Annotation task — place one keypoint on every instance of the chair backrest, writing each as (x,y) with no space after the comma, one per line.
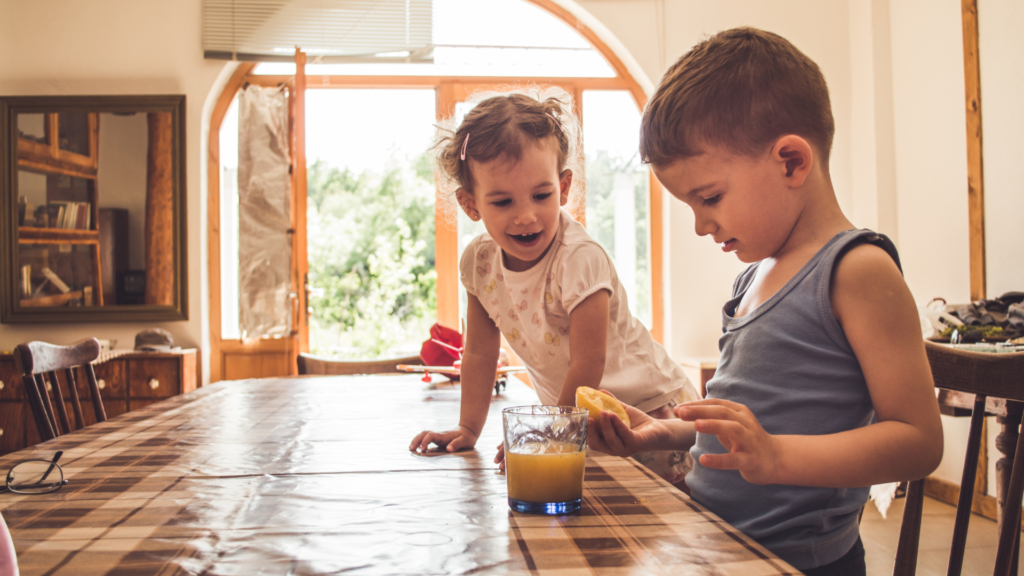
(39,364)
(995,375)
(309,364)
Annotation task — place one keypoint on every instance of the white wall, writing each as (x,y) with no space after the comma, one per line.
(124,147)
(657,33)
(115,47)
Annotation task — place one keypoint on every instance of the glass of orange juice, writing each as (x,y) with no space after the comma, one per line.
(545,456)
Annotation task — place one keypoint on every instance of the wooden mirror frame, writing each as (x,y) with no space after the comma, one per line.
(976,187)
(10,313)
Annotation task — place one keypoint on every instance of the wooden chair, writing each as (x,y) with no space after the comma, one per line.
(39,362)
(309,364)
(986,376)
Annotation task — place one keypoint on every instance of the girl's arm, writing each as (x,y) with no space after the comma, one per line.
(880,320)
(479,366)
(588,344)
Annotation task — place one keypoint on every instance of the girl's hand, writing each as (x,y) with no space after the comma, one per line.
(460,439)
(753,452)
(610,435)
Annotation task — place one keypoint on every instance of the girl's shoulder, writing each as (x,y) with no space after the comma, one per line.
(578,244)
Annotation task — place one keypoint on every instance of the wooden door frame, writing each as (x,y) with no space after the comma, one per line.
(446,257)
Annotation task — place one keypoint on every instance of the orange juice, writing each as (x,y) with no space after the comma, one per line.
(545,472)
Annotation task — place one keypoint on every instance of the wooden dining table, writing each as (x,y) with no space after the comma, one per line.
(313,476)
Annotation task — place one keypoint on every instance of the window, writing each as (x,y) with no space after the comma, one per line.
(469,50)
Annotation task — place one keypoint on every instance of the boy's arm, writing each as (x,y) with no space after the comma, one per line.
(479,364)
(877,312)
(588,343)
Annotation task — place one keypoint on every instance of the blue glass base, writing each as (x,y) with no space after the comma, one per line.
(550,508)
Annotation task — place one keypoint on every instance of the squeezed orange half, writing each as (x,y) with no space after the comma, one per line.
(595,401)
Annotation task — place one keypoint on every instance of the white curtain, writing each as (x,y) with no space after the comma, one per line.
(264,213)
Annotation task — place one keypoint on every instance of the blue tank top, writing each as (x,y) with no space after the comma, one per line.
(790,362)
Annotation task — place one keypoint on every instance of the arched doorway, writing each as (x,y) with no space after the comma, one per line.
(232,357)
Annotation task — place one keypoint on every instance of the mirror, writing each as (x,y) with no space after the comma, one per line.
(92,190)
(1001,83)
(993,82)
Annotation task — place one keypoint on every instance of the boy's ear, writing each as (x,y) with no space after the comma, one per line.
(468,204)
(564,184)
(795,156)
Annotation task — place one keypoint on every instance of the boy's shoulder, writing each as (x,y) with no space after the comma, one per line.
(867,282)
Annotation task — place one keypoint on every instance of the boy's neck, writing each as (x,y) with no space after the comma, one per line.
(819,220)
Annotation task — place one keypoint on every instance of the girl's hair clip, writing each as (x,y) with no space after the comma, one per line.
(557,123)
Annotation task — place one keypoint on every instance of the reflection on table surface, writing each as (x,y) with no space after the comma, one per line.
(313,476)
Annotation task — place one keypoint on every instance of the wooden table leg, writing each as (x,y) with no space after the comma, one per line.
(1006,443)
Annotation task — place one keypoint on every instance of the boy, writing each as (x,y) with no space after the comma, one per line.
(823,387)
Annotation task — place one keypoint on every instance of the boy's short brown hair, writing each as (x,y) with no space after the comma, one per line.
(742,89)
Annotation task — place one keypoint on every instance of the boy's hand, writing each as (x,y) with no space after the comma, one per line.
(752,451)
(611,436)
(459,439)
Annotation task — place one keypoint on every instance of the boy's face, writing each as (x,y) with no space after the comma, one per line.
(519,202)
(743,203)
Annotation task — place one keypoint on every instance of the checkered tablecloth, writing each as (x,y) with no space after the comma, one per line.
(313,476)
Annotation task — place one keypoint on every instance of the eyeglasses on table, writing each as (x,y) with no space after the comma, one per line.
(35,477)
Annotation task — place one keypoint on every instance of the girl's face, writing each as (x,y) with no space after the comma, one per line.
(519,202)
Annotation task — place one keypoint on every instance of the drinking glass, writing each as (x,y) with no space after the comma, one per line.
(545,457)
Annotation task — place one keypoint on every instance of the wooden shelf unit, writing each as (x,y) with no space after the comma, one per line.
(47,158)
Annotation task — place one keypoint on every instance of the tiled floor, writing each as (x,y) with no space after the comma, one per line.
(880,537)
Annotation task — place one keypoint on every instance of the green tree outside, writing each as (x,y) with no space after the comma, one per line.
(371,251)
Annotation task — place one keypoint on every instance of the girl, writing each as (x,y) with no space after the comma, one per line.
(539,279)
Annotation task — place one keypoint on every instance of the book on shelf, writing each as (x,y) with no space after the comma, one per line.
(27,281)
(69,215)
(55,280)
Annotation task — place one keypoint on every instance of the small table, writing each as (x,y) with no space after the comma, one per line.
(313,475)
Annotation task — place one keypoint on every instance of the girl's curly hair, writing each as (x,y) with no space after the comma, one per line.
(497,127)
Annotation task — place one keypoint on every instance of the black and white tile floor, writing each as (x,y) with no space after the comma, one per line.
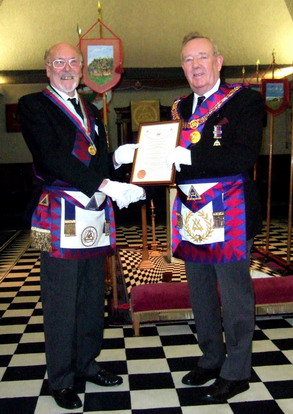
(151,365)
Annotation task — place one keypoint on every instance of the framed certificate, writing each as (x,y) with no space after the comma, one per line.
(155,141)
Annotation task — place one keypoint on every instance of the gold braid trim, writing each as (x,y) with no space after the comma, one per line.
(41,239)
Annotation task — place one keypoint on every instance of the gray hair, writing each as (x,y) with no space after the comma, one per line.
(48,52)
(196,35)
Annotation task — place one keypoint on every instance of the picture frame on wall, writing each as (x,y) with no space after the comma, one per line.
(12,122)
(276,95)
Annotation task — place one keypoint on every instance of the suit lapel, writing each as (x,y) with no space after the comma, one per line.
(186,107)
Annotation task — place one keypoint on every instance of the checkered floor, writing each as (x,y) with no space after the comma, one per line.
(151,365)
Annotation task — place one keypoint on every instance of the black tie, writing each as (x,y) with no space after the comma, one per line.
(76,106)
(200,100)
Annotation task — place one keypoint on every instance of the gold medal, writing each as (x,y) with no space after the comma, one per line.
(195,137)
(92,150)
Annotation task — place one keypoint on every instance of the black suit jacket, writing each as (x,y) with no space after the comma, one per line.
(242,119)
(50,136)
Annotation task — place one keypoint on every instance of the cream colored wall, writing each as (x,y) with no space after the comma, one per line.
(151,30)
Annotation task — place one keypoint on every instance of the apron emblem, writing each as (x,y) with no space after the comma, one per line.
(44,201)
(193,194)
(202,224)
(89,236)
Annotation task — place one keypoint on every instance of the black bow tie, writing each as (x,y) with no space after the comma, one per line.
(77,106)
(200,100)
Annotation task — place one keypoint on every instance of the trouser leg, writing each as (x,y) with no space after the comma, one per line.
(238,318)
(58,292)
(90,315)
(207,313)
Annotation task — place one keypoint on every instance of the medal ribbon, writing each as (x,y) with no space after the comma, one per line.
(197,120)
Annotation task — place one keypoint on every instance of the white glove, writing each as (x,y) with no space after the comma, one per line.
(123,193)
(179,155)
(125,154)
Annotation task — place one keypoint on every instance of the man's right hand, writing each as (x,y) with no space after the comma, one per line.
(122,193)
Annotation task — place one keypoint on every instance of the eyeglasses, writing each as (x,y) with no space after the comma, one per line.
(61,63)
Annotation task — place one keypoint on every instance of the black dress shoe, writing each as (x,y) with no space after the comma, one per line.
(200,376)
(221,390)
(67,398)
(105,378)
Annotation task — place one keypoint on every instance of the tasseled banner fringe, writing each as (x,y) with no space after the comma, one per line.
(41,240)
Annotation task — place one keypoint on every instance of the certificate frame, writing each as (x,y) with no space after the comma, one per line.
(156,140)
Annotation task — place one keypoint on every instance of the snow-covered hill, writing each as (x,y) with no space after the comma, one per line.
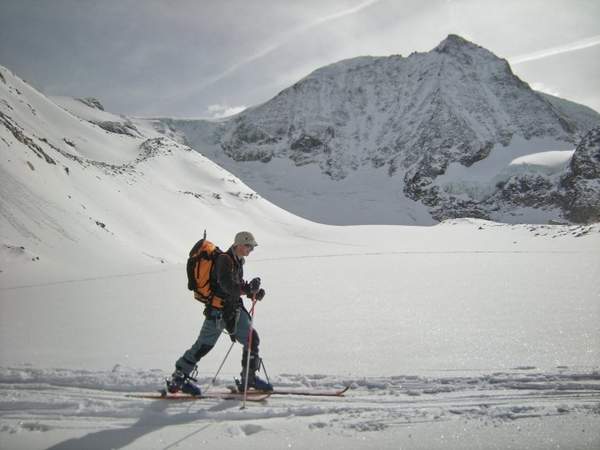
(468,334)
(370,136)
(81,186)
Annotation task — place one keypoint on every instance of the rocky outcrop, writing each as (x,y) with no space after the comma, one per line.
(412,118)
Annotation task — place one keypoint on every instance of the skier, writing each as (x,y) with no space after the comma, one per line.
(225,312)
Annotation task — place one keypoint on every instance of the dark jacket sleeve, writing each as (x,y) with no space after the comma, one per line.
(226,279)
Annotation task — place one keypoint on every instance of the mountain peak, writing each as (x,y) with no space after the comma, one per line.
(454,43)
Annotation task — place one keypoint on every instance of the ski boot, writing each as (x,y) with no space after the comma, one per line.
(254,381)
(184,383)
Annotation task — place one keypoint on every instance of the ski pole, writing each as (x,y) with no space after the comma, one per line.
(249,351)
(222,363)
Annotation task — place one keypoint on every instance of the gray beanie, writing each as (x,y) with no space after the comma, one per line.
(245,238)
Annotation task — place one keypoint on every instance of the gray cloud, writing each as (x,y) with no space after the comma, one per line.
(179,57)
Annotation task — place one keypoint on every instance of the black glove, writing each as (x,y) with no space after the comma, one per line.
(254,286)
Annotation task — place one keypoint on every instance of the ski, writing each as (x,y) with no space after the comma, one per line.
(312,392)
(299,391)
(252,396)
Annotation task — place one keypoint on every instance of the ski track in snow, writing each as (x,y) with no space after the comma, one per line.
(40,399)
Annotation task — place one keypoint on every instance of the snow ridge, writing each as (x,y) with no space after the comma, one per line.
(403,118)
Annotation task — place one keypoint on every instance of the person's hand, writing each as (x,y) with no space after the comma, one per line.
(254,285)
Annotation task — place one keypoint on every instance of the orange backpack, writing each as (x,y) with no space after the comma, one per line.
(199,269)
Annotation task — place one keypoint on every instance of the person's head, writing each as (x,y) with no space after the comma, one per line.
(244,243)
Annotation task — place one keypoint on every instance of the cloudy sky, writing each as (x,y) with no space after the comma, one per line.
(209,58)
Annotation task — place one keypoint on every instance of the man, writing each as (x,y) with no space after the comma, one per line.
(225,311)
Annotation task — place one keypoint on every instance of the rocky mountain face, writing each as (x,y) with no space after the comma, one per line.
(410,118)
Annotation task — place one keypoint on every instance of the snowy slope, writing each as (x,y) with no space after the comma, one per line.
(371,135)
(67,185)
(468,334)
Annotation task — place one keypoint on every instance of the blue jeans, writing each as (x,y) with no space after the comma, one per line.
(211,330)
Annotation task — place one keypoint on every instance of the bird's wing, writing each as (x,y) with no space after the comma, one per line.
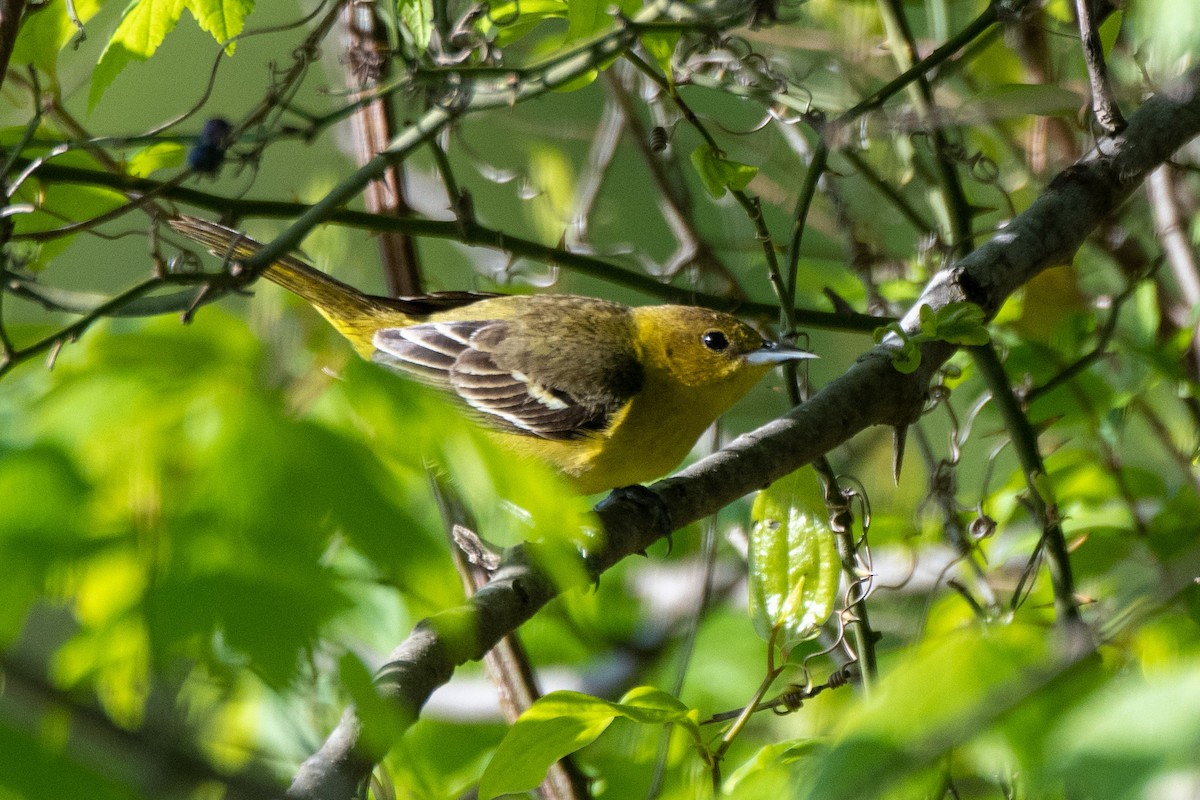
(478,360)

■ ■ ■ ■

• **EXERCISE BRIEF**: Restate word for word, please, the line containing "black glove, writing" and all lines after it through the end of the material; the pictures do not belong in the copy.

• **CORRECT RESPONSE**:
Annotation task — place one keypoint on every instance of the black glove, writing each as (x,y) with no space after the comma, one per line.
(254,286)
Annotation task — place one keypoint on every instance of the ski, writing each as (x,y) with no space after the comma, one per line.
(312,392)
(299,391)
(252,396)
Annotation task — place one keypoint on every instance of the ski track in snow, writing each as (x,y) with no space after the comma, one per line.
(40,399)
Annotation task — place one keypoint on every instance of the snow ridge, writing each as (x,y) with no space after the comma, one per line.
(403,118)
Annotation task — place one keypoint on every instance of the person's hand, writing each as (x,y) with no space after the comma, one per line.
(254,285)
Annotation task — place one keypoint on every instance of the orange backpack, writing each as (x,y) with no space after the comma, one per line.
(199,269)
Annotation task — place one keypoint on every instance of the person's head, writing each as (x,y) with no space after the comma, one per line.
(244,243)
Annotation task — place one keypoint on every instance of the cloudy sky, writing each as (x,y) with no space after the comma, one per line.
(209,58)
Annotation task — place one keypoint on every instance of the man, writing each as (x,y) with no space after the comma, one per line.
(225,311)
Annotation task — place one keypoint on every instance of the rocky mountain face, writing each as (x,y) with no space after the comma, one per line.
(410,118)
Annotation task — place one keypoint on every instance of the snowy slope, writing each as (x,y) with no space after the comma, one per line.
(371,135)
(67,185)
(468,334)
Annotation task — place one keypoint on every instance of the blue jeans, writing each as (x,y) with no space after the comma, one per line.
(211,330)
Annotation task — place one keypoint on every instance of the bird's wing, writing each as (x,y) with no space after the comma, one per line.
(478,360)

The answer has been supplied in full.